Exercise prompt >>
All of the entries are to be repeated exactly, with no pictures included.

(Provided data Opens)

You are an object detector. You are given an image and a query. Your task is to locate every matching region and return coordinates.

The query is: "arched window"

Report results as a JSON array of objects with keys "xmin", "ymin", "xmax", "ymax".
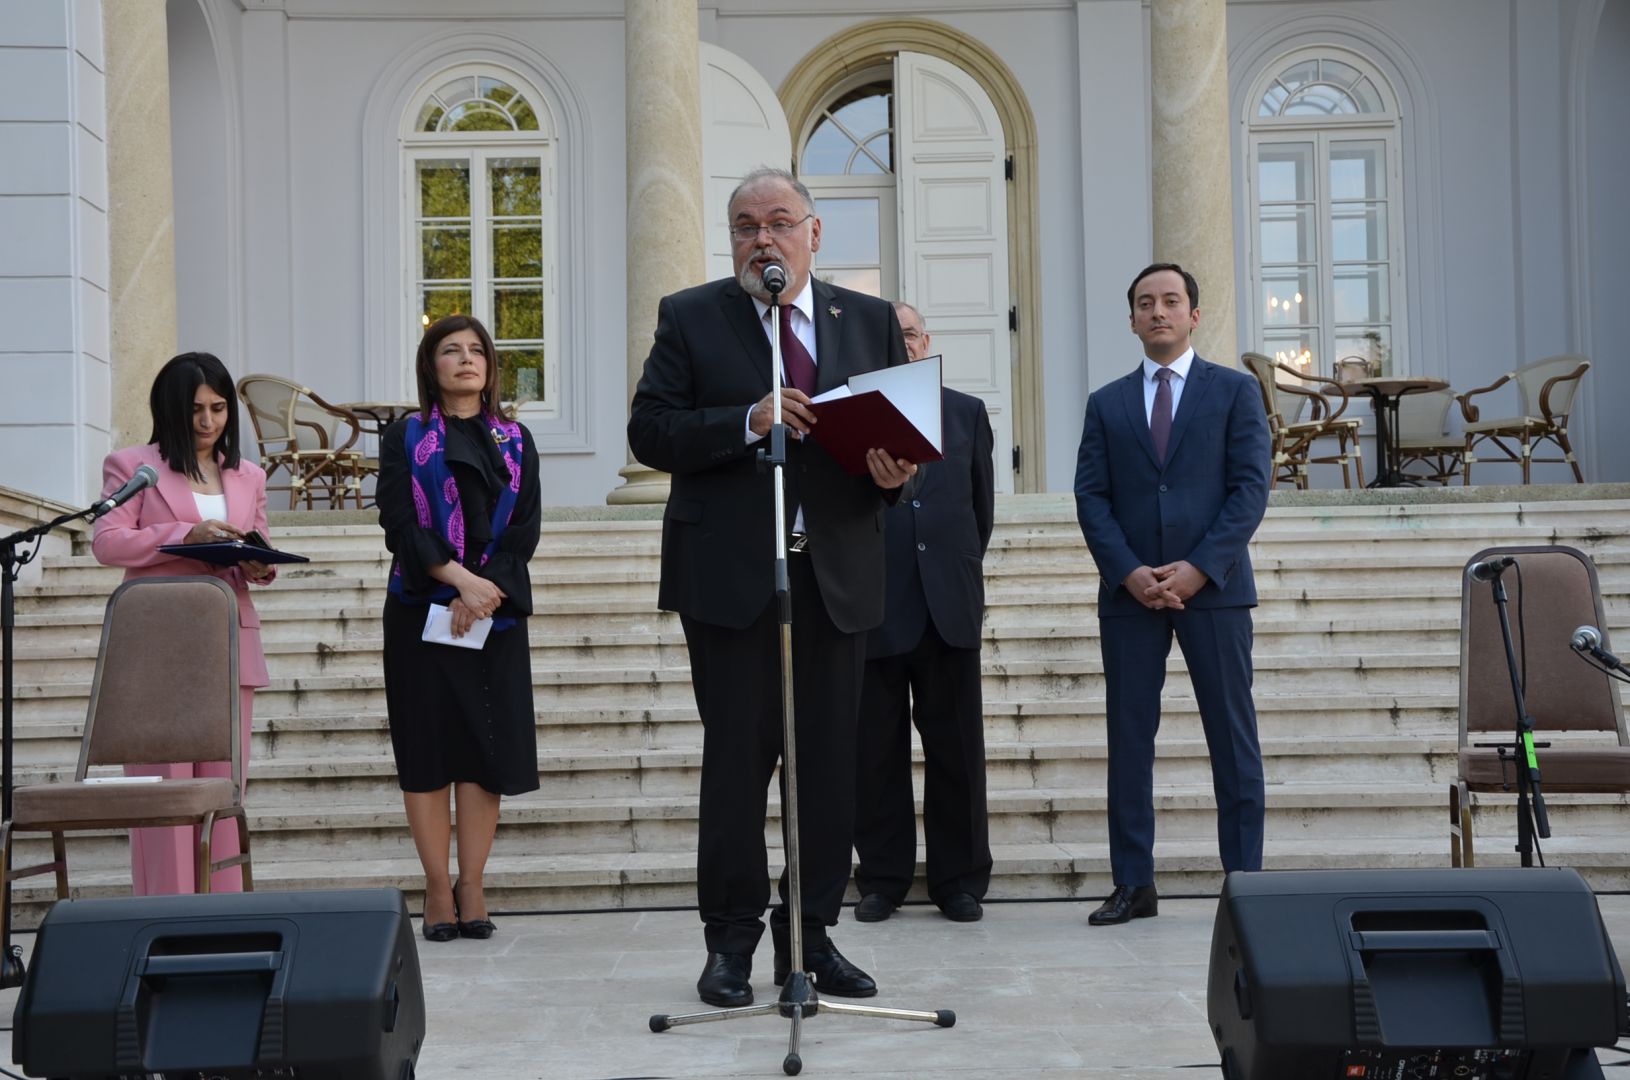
[
  {"xmin": 1246, "ymin": 49, "xmax": 1404, "ymax": 377},
  {"xmin": 403, "ymin": 67, "xmax": 557, "ymax": 417},
  {"xmin": 798, "ymin": 70, "xmax": 898, "ymax": 297}
]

(Provided data Closes)

Answer area >>
You are an object detector. You are given an image and a query. Your task is to locate every matching region and return coordinates.

The query is: "arched window"

Report results as a JSON array of objects with keys "xmin", "ymin", "xmax", "ymax".
[
  {"xmin": 1246, "ymin": 49, "xmax": 1404, "ymax": 377},
  {"xmin": 403, "ymin": 67, "xmax": 557, "ymax": 417},
  {"xmin": 798, "ymin": 70, "xmax": 898, "ymax": 297}
]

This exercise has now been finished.